## Begin

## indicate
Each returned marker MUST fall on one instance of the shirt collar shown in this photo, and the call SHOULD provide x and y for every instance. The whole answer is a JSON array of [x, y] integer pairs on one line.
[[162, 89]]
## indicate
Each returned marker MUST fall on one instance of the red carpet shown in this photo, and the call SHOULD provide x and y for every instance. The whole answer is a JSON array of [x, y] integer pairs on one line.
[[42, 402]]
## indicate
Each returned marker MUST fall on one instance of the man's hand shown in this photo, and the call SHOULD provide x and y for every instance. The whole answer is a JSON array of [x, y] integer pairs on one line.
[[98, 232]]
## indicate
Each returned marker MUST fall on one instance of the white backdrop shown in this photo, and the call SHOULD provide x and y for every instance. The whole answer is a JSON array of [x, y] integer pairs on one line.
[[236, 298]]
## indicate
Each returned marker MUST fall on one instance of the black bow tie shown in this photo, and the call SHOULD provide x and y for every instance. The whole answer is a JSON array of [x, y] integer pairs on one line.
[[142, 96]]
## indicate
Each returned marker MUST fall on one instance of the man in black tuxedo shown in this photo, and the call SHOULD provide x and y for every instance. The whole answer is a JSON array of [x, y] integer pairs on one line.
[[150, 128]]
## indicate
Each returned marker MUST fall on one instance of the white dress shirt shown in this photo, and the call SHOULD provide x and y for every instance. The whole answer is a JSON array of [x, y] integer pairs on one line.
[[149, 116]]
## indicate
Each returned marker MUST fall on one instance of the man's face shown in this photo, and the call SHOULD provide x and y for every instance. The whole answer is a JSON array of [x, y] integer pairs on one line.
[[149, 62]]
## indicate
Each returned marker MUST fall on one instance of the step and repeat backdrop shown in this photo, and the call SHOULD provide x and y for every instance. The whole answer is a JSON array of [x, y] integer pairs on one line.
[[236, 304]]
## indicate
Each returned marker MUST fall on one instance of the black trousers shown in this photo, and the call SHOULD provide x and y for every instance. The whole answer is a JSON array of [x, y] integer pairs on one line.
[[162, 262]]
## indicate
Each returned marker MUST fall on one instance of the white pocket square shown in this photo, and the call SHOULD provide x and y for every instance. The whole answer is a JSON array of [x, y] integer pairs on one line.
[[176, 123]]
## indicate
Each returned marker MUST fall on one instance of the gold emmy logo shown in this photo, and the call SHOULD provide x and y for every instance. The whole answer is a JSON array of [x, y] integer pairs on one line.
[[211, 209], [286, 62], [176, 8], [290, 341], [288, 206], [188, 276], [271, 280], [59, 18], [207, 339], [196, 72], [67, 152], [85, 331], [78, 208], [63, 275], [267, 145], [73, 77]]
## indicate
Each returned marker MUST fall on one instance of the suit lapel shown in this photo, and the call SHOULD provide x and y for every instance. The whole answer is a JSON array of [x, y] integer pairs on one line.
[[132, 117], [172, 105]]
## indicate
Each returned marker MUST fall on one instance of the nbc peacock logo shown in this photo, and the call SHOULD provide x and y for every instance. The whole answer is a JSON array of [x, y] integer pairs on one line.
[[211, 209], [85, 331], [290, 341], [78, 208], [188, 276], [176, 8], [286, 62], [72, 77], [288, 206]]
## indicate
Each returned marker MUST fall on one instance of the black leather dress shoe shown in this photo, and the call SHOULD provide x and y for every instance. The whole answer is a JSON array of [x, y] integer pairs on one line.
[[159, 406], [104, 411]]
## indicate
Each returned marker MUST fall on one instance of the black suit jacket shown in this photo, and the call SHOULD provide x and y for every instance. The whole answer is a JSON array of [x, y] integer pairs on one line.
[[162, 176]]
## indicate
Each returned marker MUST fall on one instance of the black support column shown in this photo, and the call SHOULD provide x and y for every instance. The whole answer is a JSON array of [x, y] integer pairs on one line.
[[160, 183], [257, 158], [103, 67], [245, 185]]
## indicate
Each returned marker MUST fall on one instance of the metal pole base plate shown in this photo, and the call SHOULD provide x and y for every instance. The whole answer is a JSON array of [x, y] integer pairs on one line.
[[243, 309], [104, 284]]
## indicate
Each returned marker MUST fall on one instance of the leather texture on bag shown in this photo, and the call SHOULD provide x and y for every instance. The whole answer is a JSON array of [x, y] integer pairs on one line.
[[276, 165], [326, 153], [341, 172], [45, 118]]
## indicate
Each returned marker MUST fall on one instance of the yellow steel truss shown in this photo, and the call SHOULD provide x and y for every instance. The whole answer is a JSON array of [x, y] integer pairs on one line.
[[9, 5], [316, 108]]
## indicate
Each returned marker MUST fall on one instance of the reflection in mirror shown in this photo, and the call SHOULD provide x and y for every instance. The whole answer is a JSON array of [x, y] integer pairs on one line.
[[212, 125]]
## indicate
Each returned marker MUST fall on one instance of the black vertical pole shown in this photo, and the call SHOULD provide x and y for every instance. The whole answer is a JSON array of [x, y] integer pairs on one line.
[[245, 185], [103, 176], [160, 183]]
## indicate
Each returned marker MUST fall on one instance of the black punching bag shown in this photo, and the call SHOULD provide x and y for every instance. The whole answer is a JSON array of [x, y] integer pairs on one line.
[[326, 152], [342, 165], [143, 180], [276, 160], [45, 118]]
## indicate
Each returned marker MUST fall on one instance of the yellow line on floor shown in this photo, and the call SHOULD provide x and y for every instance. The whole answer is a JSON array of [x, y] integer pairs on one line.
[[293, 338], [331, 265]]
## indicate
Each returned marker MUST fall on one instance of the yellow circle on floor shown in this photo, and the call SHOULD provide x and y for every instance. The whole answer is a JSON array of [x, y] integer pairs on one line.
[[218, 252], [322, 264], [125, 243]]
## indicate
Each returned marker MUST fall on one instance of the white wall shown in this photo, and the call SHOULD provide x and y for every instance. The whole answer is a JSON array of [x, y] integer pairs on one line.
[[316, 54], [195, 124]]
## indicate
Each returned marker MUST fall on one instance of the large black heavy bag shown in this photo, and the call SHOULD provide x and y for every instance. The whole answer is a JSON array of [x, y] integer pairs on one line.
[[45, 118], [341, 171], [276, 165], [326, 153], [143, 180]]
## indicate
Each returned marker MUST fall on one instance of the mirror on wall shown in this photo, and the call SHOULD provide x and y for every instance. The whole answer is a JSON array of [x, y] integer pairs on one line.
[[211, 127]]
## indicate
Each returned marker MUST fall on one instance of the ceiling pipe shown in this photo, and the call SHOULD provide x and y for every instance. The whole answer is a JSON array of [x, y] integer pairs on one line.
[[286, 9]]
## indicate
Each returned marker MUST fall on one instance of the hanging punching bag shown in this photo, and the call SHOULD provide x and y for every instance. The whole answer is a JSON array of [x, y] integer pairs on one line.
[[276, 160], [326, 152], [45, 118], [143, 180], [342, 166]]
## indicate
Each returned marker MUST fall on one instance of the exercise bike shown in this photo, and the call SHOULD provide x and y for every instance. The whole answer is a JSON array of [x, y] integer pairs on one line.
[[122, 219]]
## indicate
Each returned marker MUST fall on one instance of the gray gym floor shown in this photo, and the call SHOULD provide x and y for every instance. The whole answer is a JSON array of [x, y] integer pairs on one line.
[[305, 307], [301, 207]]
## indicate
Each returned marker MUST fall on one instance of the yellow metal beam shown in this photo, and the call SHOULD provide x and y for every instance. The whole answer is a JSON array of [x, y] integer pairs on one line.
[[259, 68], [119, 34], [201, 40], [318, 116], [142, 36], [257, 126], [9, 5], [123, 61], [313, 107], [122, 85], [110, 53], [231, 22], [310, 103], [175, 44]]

## End

* EXERCISE *
Convert all of the records above into a two-column CSV with the header row instruction,answer and one row per record. Put each record's text and its answer in their own double-quoted fields, replacing any line breaks with spaces.

* RESPONSE *
instruction,answer
"## indicate Each returned marker MUST fall on one instance of the shirt collar shown in this photo, and the call SHOULD provide x and y for every instance. The whole answer is a JSON array of [x, y] integer pairs on one line.","[[162, 89]]"
"## indicate Each returned marker MUST fall on one instance of the red carpet shown in this photo, and the call SHOULD provide x and y for every instance. The whole answer is a JSON array of [x, y] integer pairs on one line.","[[42, 402]]"
"## indicate Each returned marker MUST fall on one instance of the man's hand shown in this photo, and the call SHOULD provide x and y for every instance. The whole answer is a JSON array of [x, y] integer pairs on one line.","[[98, 232]]"
"## indicate Each returned marker MUST fall on one instance of the white backdrop shown in this photo, and the call SHOULD provide x and y for every instance. The whole answer is a JSON array of [x, y] integer pairs on one line.","[[236, 298]]"
"## indicate Each returned marker MUST fall on one instance of the black bow tie shown in this photo, and the call SHOULD provide x and y for every instance. The whole answer is a JSON array of [x, y] integer pairs on one line.","[[142, 96]]"
"## indicate Each returned marker MUST fall on one instance of the man in black tuxedo shown in this photo, and the call SHOULD provide x and y for every instance. The whole answer is a JSON array of [x, y] integer pairs on one line.","[[150, 128]]"
"## indicate Each returned marker MUST fall on one instance of the white dress shirt shown in this photo, and the call SHOULD provide x and y for every instance. The whole answer is a JSON array of [x, y] integer pairs on one line.","[[149, 116]]"
"## indicate Each returned marker MUST fall on one instance of the man's face shown in this photo, and the call SHOULD provide x and y for every instance. The whole answer is a JSON array of [x, y] integer pairs on one line.","[[149, 62]]"
"## indicate Each returned marker MUST fall on one instance of the step and repeat backdrop shown in this photo, and the call SHOULD provide x and y for every instance. The whole answer is a JSON array of [x, y] integer pairs on one line.","[[236, 304]]"
"## indicate Each returned marker MUST fall on one instance of the black trousers shown in this photo, and the call SHOULD provide x and y for every instance. The whole answer is a JSON array of [x, y] integer pairs on one line.","[[162, 262]]"
"## indicate Each returned marker MUST fall on one instance of the white pocket square shown in this photo, and the call SHOULD provide x and y for every instance. The whole answer is a JSON array of [x, y] integer pairs on one line.","[[176, 123]]"
"## indicate Each returned marker MUST fall on one instance of the gold emmy logo shown in this photo, and the call SHOULD provide x and y for every instance. The whole answer is a JSON array of [x, y] integer pairs on one line.","[[211, 209], [286, 62], [176, 8], [290, 341], [288, 206], [188, 276], [271, 280], [59, 18], [207, 339], [196, 72], [67, 152], [85, 331], [78, 208], [63, 275], [267, 145], [73, 77]]"
"## indicate Each returned marker MUST fall on one instance of the suit lapel shown in this photo, and the call SHOULD provide x and y for every instance. The whole answer is a JSON array of [x, y] integer pairs on one line.","[[132, 117], [172, 105]]"
"## indicate Each returned marker MUST fall on one instance of the nbc peacock logo shown in this photo, and the call SHOULD provide x and y for every instance. The whole answer is a JSON array of [x, y] integer pairs on one line.","[[211, 209], [85, 331], [290, 341], [78, 208], [188, 276], [176, 8], [286, 62], [72, 77], [288, 206]]"
"## indicate Each returned marker MUST fall on one instance of the black leather dress shoe shown in this photo, and the call SHOULD provide x and y for every instance. The whole answer is a JSON array of [x, y] integer pairs on one line.","[[159, 406], [104, 411]]"
"## indicate Each returned marker MUST fall on one instance of the black suit jacket shown in this photo, and the call SHOULD provide x and y for every instance. The whole answer is a JSON array of [x, y] integer pairs on one line.","[[162, 176]]"
"## indicate Each returned marker MUST fall on one instance of the black support column shown in this photo, and the call SHOULD provide x and y for every instance. The whole answer is a JSON array of [x, y] integer pairs on one line.","[[160, 183], [257, 158], [103, 67], [245, 185]]"
"## indicate Each returned marker MUST fall on one instance of the metal pole base plate shown in this photo, and the call SHOULD provide x and y for every instance. The whole answer is a JSON array of [x, y] integer pairs on one line.","[[243, 309], [104, 284]]"
"## indicate Each returned marker MUST fall on one instance of the leather texture on bag shown in this photo, and the call SHOULD provide x and y for every instance. The whole answer is a JSON array of [x, y] integer pairs on one line.","[[276, 165], [326, 153], [341, 172], [45, 118]]"
"## indicate Each returned marker MUST fall on one instance of the yellow steel truss shown in this photo, and the call SHOULD provide x and y for every instance. The whole answer is a JSON array of [x, y] integer pairs on one line.","[[9, 5], [316, 108]]"
"## indicate Each returned marker MUST fall on one instance of the reflection in mirror shown in this photo, and the call SHOULD provide x and y for every instance. The whole answer is a JSON array of [x, y] integer pairs on one line.","[[212, 125]]"
"## indicate Each returned marker MUST fall on one instance of the black vertical pole shown in this photo, and the call SHOULD provide x and y for every instance. The whole answer is a JSON array of [x, y] integer pairs on one line.","[[245, 185], [103, 176], [160, 183]]"
"## indicate Each returned marker MUST fall on one instance of the black punching bag shown in this photo, and the call SHOULD provide x and y for every instance. The whole answer is a JSON array of [x, y] integer pairs on one line.","[[326, 152], [342, 165], [143, 180], [276, 160], [45, 118]]"
"## indicate Each returned marker MUST fall on one instance of the yellow line on floor shown in this photo, and the call SHOULD provide x and y for every instance. The whole answer is a JSON array of [x, y] integer pairs on one line.","[[293, 338], [331, 265]]"
"## indicate Each returned marker MUST fall on one instance of the yellow circle on floor shown in this photo, and the call SHOULD provide x and y for every instance. The whole answer is a JSON array of [x, y] integer pairs on one line.","[[218, 252], [322, 264], [125, 243]]"
"## indicate Each returned marker MUST fall on one instance of the white wall shown in this photo, and the call SHOULD provide x and y for every instance. The whole answer is a JSON array of [x, y] integer pairs on one line.","[[316, 54], [195, 124]]"
"## indicate Each returned marker MUST fall on one instance of the large black heavy bag shown in this photo, and the call SHOULD provide x and y for every instance. The whole answer is a JSON array of [x, y] integer pairs on one line.","[[45, 118], [341, 171], [276, 165], [326, 153], [143, 180]]"
"## indicate Each returned marker MUST fall on one instance of the mirror on wall shown in this photo, and the call SHOULD provide x and y for every instance. The whole answer is a JSON array of [x, y] integer pairs on one line.","[[211, 127]]"
"## indicate Each returned marker MUST fall on one instance of the ceiling pipe shown in this photo, and the call SHOULD provide x and y for every instance. The whole answer is a JSON array of [x, y] integer pairs on one line.","[[286, 9]]"
"## indicate Each returned marker MUST fall on one instance of the hanging punching bag shown in this photo, and the call SHOULD provide x and y for every instance. The whole answer is a JSON array of [x, y] integer pairs on one line.","[[276, 160], [326, 152], [45, 118], [143, 180], [342, 166]]"
"## indicate Each returned marker MUST fall on one instance of the exercise bike shown in this photo, and the call SHOULD provide x and y for every instance. The whole answer is a JSON array of [x, y] integer pairs on one line.","[[122, 219]]"
"## indicate Each returned marker MUST fall on one instance of the gray gym floor shown in this photo, and the call SHOULD provide x and y for every instance. The whole answer is a JSON array of [x, y] integer pairs on one line.","[[305, 307], [301, 207]]"
"## indicate Each returned marker MUST fall on one instance of the yellow metal beam shown in this photo, and the call SHOULD provide x and y for every instance. The whole answer is a JSON array of [x, y] integer pairs on one line.","[[259, 68], [119, 34], [201, 40], [318, 116], [142, 36], [257, 126], [9, 5], [123, 61], [313, 107], [122, 85], [110, 53], [231, 22], [310, 103], [175, 44]]"